-- Text for analysis follows --
I just heard on the Seattle news last night that an atheist group is trying to create some type of anonymous web page or phone bank where “religious people” can come to when they have doubts. They said that their point was not to try and convert the “religious people” to atheisms . . . but to teach them critical thinking skills.

While I agree with their premise, that all people should be taught critical thinking skills, I really don’t buy their benign purpose. I know that I’m often very critical of evangelicalism, however, I see the hard-core atheist as even much more of a farce. They surround themselves with this intellectual arrogance where they really think that they have reached their point of disbelieve through their great minds (and reason). In reality, those confident in their atheistism usually have psychological factors that are not that much different than the Yearning for Zion group. Often it is moral autonomy that drives them.
-- Text for analysis concluded --
Problem 1: Print the part of the post about the atheist group that begins at the words "While I agree" and ends after "that drives them.".
Problem 2:
Answer these questions from the post about the atheist group:
(a) On what news did the writer hear about the group's plan?
(b) What did the group say its point was?
(c) According to the writer, what often drives those confident in their atheism?
The records that come next are separate material, unrelated to the post about the atheist group.
-- Provided data follows --
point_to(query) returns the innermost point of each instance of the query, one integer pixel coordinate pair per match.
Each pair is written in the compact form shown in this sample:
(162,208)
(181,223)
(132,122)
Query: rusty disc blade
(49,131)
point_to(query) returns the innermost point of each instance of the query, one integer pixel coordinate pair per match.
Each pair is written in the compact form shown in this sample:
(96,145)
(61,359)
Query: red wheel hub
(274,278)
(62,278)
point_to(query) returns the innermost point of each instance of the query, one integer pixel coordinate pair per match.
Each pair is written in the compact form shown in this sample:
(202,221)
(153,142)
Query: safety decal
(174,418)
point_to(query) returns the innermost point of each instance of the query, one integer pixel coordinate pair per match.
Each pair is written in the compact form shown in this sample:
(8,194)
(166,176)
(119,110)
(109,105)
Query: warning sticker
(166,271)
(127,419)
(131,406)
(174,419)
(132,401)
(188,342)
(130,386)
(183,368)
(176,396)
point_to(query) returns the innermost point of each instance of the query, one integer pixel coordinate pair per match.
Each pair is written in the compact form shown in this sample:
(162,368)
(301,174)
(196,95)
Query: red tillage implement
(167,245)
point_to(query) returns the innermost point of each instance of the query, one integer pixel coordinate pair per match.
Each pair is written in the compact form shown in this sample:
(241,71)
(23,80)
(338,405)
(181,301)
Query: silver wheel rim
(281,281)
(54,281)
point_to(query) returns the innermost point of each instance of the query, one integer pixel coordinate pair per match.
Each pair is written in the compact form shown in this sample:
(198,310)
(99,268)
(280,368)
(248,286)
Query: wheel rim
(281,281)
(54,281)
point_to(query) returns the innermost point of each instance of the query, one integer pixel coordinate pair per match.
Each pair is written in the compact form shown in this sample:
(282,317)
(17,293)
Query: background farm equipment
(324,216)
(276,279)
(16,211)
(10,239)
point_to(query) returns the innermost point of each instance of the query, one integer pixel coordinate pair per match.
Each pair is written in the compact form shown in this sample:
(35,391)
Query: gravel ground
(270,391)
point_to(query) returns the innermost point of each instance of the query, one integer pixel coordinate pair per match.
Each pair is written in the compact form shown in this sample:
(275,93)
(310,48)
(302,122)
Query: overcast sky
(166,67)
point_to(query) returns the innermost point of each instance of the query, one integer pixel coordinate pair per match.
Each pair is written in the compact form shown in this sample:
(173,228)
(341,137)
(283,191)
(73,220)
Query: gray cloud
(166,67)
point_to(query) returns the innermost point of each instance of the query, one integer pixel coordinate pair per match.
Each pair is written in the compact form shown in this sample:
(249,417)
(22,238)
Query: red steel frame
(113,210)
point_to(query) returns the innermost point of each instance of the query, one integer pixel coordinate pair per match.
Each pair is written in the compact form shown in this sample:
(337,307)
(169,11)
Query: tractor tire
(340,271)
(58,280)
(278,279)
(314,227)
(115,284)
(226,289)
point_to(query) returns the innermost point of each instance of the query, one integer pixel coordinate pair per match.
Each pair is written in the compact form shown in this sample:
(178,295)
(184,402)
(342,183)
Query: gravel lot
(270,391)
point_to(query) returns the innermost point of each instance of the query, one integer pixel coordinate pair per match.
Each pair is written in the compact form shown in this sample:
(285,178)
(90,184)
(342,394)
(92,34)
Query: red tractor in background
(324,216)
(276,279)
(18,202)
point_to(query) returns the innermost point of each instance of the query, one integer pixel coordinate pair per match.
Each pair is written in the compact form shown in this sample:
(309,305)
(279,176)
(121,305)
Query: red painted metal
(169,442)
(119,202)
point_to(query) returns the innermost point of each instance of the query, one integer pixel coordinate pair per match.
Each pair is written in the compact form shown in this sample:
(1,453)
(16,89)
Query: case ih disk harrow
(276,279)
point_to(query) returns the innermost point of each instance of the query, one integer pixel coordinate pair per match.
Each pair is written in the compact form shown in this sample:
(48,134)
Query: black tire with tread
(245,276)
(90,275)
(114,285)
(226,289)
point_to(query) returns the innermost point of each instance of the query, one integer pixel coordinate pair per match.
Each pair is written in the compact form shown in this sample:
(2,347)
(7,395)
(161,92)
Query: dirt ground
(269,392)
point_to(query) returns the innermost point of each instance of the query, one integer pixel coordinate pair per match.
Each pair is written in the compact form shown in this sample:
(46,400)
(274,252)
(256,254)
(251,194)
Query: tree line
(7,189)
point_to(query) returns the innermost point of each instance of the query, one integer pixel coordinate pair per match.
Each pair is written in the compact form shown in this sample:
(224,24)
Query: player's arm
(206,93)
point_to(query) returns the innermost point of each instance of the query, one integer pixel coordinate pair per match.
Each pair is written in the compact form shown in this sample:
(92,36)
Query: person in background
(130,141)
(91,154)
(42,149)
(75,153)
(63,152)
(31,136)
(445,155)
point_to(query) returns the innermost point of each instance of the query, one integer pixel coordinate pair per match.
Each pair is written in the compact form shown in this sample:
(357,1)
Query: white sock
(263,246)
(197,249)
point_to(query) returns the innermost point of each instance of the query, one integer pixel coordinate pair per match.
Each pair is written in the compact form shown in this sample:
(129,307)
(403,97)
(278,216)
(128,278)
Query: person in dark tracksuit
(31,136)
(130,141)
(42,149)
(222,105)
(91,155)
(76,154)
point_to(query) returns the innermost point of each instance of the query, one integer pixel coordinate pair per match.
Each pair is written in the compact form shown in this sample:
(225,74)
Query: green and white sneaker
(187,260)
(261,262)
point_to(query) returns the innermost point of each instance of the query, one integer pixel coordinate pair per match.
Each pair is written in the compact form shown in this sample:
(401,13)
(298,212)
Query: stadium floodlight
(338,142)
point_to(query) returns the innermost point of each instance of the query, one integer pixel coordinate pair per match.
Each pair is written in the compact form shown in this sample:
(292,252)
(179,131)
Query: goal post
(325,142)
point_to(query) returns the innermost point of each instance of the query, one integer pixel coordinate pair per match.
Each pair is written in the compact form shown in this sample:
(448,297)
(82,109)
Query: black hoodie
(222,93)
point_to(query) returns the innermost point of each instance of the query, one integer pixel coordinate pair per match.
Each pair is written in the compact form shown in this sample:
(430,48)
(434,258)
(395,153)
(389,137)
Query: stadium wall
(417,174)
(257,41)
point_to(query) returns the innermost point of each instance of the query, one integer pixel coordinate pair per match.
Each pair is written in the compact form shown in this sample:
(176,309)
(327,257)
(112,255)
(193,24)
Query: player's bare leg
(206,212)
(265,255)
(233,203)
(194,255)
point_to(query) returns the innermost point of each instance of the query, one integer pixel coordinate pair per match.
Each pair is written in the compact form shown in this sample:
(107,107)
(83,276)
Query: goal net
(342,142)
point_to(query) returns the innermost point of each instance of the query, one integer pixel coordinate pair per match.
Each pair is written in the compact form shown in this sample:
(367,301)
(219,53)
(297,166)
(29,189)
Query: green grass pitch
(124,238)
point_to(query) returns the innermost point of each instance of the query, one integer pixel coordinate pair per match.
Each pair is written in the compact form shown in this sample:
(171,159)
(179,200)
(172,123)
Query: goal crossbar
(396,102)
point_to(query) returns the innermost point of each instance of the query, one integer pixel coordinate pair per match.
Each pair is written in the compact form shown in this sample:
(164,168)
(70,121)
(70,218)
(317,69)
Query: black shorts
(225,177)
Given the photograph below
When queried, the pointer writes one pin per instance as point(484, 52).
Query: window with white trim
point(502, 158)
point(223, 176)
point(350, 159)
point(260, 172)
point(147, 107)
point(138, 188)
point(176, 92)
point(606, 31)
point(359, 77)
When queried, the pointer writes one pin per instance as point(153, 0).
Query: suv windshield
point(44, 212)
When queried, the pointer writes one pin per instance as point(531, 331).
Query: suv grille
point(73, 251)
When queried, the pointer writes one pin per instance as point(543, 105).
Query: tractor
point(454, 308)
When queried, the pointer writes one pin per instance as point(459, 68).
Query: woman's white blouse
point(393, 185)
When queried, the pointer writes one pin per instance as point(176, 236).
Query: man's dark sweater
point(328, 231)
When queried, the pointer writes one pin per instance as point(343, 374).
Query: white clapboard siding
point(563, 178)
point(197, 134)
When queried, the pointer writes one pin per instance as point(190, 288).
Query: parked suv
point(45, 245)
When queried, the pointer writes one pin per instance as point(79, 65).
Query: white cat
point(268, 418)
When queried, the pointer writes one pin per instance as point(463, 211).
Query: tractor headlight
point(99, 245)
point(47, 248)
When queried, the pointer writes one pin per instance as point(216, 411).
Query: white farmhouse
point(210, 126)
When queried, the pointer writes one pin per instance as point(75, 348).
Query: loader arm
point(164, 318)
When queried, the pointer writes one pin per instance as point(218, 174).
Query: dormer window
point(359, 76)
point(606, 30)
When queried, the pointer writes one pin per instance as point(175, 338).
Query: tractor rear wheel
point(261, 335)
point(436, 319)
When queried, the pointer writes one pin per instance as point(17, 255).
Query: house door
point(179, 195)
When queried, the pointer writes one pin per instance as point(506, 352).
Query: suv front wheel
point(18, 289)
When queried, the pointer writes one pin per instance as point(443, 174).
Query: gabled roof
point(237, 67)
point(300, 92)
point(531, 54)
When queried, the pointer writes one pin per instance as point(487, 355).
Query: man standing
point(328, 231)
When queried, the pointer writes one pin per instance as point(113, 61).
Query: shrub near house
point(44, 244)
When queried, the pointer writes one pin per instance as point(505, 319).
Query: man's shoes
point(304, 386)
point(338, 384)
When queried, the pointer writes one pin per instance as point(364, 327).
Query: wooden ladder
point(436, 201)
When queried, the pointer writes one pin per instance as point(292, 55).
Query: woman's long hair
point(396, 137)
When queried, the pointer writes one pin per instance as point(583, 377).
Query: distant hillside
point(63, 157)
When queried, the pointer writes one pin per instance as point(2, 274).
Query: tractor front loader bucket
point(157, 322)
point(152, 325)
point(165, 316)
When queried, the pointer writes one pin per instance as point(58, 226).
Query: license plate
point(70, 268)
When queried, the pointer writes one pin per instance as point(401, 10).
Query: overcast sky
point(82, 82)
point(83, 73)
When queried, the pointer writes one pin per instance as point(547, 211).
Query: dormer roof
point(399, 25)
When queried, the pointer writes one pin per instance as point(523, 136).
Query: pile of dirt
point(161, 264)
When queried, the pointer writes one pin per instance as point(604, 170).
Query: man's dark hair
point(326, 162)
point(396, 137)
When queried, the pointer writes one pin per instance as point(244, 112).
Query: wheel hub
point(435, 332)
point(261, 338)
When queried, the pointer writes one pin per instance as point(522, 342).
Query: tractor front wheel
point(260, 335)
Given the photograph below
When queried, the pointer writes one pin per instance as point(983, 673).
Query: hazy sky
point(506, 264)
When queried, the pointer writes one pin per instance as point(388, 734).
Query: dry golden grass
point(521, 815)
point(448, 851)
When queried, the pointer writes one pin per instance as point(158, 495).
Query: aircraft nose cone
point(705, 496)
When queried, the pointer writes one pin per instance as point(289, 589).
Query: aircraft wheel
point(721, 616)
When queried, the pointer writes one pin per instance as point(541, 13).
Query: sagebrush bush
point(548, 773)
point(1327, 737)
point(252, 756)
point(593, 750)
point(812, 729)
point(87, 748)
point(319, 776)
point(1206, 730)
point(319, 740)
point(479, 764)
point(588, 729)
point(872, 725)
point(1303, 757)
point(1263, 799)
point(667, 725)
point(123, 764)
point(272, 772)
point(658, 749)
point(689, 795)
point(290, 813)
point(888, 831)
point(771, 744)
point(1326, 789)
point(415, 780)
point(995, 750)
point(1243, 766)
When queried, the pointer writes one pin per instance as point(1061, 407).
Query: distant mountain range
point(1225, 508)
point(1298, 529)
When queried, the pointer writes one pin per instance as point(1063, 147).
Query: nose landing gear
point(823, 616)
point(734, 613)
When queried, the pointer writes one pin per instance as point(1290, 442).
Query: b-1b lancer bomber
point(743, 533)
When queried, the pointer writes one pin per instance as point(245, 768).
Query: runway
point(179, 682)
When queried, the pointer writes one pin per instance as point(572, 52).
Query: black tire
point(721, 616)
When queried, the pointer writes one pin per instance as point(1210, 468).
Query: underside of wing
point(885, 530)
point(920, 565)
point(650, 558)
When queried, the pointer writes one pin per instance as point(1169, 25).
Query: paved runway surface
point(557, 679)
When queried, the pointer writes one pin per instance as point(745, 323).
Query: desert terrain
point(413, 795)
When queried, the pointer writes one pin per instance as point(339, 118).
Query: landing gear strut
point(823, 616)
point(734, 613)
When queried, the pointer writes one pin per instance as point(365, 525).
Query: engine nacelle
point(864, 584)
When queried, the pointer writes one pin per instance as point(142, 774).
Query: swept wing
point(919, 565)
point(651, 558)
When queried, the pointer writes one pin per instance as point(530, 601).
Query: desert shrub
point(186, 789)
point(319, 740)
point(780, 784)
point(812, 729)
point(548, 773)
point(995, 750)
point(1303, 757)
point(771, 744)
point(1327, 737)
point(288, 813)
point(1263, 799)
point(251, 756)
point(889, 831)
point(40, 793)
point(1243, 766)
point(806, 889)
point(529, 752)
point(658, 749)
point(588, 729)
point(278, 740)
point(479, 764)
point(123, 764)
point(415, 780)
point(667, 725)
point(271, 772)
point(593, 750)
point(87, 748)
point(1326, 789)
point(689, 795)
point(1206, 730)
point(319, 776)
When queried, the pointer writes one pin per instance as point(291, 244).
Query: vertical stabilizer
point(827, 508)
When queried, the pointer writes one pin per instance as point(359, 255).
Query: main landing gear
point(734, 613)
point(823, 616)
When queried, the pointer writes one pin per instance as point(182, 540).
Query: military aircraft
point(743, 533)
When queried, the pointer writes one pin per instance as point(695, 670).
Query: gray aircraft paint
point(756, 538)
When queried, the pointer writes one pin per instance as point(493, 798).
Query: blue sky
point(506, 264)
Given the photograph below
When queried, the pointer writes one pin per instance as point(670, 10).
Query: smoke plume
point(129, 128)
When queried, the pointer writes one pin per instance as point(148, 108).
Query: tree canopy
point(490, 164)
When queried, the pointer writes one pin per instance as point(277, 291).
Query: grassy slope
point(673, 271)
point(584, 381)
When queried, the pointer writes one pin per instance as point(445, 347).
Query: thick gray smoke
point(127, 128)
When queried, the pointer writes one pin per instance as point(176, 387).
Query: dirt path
-- Provided data concluded --
Written response 1:
While I agree with their premise, that all people should be taught critical thinking skills, I really don’t buy their benign purpose. I know that I’m often very critical of evangelicalism, however, I see the hard-core atheist as even much more of a farce. They surround themselves with this intellectual arrogance where they really think that they have reached their point of disbelieve through their great minds (and reason). In reality, those confident in their atheistism usually have psychological factors that are not that much different than the Yearning for Zion group. Often it is moral autonomy that drives them.

Written response 2:
(a) The Seattle news, last night.
(b) Not to convert "religious people" to atheism, but to teach them critical thinking skills.
(c) Moral autonomy.